*Questions*
(A) According to the housing market passage, what was the average sales price of a home in the East Fork Township in the first quarter of 2013?
(B) In the housing market passage, take the part that opens with the words containing "After five years" and closes with "buyers are panicking.", and swap "inventory" for "supply".

*Passage*
After five years of stolid recession, the housing market in Carson Valley is heating up quickly in both sales of existing homes and new construction.
“It’s exceptional,” said Jim Valentine, an agent with Re/Max Realty Affiliates in Gardnerville. “It’s been sustained now for several months. It started turning in late November, early December. There is very little inventory. Properties priced well are selling within a day or two with multiple offers.”
Valentine described a bull market in which some buyers are panicking.
“It’s very competitive,” he said. “Buyers in some instances are frustrated, and we’re starting to see panic buying because people are worried they won’t get a home before things get too high.”
In the first quarter of 2013, the average sales price of a home in the East Fork Township, which stretches from the north end of the Valley to Topaz Lake, hit $275,327 — a 28 percent leap in value from the same quarter last year, when the average price was $215,410, and a 14 percent rise sequentially from the last quarter of 2012, which saw an average price of $241,461.

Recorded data
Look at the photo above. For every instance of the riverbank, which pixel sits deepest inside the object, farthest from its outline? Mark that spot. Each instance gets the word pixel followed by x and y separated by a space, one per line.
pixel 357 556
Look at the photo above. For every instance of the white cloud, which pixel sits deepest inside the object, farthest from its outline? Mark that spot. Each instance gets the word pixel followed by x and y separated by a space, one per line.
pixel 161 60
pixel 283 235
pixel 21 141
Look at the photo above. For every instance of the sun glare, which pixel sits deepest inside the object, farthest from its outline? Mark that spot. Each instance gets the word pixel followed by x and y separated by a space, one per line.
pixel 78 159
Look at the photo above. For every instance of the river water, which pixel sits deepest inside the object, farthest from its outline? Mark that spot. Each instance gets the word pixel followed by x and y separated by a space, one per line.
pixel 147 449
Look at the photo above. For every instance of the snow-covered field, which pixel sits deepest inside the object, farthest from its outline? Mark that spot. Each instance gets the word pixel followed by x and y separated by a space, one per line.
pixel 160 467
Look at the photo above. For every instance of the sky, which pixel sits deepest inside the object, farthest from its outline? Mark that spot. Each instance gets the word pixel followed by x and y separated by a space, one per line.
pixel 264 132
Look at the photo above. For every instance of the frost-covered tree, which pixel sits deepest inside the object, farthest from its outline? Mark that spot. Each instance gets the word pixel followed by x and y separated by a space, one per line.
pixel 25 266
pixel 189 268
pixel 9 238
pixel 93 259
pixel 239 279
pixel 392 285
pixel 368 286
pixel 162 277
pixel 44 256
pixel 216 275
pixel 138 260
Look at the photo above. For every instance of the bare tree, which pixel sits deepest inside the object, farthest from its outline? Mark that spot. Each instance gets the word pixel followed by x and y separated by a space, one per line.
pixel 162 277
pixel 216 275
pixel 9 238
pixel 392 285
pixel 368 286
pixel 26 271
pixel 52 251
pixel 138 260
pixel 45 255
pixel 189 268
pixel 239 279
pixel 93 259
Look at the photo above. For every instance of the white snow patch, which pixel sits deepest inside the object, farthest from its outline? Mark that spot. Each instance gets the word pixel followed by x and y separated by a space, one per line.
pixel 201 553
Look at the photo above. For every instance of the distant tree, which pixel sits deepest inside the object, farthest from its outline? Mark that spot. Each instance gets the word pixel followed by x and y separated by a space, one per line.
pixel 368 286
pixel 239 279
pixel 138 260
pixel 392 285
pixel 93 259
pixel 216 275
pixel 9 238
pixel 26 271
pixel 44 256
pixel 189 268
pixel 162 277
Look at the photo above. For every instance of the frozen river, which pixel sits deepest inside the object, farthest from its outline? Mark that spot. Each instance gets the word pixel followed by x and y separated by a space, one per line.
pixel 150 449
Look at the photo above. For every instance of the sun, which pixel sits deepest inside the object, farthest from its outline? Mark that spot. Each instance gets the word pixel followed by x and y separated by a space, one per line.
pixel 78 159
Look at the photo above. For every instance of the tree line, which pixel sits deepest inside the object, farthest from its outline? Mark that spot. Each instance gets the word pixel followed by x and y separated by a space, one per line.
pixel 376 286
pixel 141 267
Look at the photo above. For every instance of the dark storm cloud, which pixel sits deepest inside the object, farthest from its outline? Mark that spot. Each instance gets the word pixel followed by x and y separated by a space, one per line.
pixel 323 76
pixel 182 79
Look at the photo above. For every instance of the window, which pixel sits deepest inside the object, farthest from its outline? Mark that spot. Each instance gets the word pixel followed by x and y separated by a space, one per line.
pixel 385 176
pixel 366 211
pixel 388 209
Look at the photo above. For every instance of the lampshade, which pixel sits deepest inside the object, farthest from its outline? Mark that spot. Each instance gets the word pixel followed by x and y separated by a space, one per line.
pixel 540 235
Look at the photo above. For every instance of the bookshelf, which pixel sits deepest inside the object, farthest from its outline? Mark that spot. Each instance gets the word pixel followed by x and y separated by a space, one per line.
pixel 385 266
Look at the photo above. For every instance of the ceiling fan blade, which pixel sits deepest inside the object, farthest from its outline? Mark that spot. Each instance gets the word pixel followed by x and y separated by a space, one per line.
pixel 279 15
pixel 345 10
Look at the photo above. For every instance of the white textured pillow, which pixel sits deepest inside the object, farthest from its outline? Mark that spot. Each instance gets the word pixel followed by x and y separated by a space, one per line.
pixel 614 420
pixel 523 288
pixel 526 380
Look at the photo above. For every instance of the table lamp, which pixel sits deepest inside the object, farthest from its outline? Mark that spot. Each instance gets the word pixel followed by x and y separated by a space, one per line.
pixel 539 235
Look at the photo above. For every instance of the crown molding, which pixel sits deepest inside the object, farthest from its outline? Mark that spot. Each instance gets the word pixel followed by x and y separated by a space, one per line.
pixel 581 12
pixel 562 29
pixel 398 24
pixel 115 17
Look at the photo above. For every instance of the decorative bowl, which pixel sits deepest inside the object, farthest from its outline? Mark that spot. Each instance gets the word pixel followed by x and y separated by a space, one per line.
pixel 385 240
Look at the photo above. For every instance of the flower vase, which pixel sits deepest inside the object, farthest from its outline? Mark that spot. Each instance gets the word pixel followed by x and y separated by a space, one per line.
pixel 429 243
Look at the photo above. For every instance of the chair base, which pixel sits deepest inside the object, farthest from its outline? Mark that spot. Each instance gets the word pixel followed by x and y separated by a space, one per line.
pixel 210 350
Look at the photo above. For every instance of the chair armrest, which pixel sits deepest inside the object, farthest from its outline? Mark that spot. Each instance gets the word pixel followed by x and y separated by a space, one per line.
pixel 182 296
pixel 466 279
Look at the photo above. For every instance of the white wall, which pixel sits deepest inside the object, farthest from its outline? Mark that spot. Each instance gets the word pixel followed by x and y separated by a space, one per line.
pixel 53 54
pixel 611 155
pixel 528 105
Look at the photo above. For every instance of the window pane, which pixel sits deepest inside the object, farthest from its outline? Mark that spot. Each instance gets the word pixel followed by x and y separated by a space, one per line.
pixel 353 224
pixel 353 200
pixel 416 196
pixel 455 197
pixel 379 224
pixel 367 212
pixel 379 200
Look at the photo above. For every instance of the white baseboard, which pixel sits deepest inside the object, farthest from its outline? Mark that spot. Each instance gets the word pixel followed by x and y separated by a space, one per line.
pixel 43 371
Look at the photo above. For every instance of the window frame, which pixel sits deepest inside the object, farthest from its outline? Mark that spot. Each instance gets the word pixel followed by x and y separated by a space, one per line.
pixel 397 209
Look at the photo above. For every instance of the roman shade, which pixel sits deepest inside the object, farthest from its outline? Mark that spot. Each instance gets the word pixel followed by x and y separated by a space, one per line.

*Answers for the tasks*
(A) It was $275,327.

(B)
After five years of stolid recession, the housing market in Carson Valley is heating up quickly in both sales of existing homes and new construction.
“It’s exceptional,” said Jim Valentine, an agent with Re/Max Realty Affiliates in Gardnerville. “It’s been sustained now for several months. It started turning in late November, early December. There is very little supply. Properties priced well are selling within a day or two with multiple offers.”
Valentine described a bull market in which some buyers are panicking.